— Start of ROWS —

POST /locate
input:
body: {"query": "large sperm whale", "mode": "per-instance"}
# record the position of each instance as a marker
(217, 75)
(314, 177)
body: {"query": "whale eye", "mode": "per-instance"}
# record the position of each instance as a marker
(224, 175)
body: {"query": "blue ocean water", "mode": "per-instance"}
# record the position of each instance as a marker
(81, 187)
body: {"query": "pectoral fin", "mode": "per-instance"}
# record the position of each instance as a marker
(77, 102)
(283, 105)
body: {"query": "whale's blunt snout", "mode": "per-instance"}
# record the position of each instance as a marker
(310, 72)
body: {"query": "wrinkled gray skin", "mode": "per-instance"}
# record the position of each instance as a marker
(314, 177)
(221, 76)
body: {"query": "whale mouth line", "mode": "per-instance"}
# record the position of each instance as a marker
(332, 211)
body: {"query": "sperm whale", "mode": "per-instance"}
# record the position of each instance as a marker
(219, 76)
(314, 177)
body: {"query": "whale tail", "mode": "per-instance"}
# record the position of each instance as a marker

— End of ROWS —

### WRITTEN INSTRUCTION
Could you switch "marker" to "pin" everywhere it occurs in the rows above and write them all out again with nothing else altered?

### EXERCISE RESULT
POST /locate
input:
body: {"query": "large sperm whale", "mode": "per-instance"}
# record the position of each instance as a pin
(217, 75)
(314, 177)
body: {"query": "whale eye", "mode": "per-instance"}
# record the position of each instance as a pin
(224, 175)
body: {"query": "blue ocean water", "mode": "per-instance"}
# record the position of each instance as a pin
(81, 187)
body: {"query": "pectoral fin", "mode": "per-instance"}
# record the position of each instance as a pin
(77, 102)
(283, 105)
body: {"query": "whale's blunt snout", "mode": "per-instance"}
# record the position of each instance as a pin
(310, 72)
body: {"query": "wrinkled gray skin", "mode": "per-instance"}
# record the position of each instance as a pin
(314, 177)
(221, 76)
body: {"query": "whale mouth line", "mode": "per-instance"}
# record the position of each instance as a pin
(332, 211)
body: {"query": "sperm whale", "mode": "per-instance"}
# record the position of each instance as a pin
(219, 76)
(314, 177)
body: {"query": "whale tail", "mode": "per-instance"}
# record the position of each instance as a pin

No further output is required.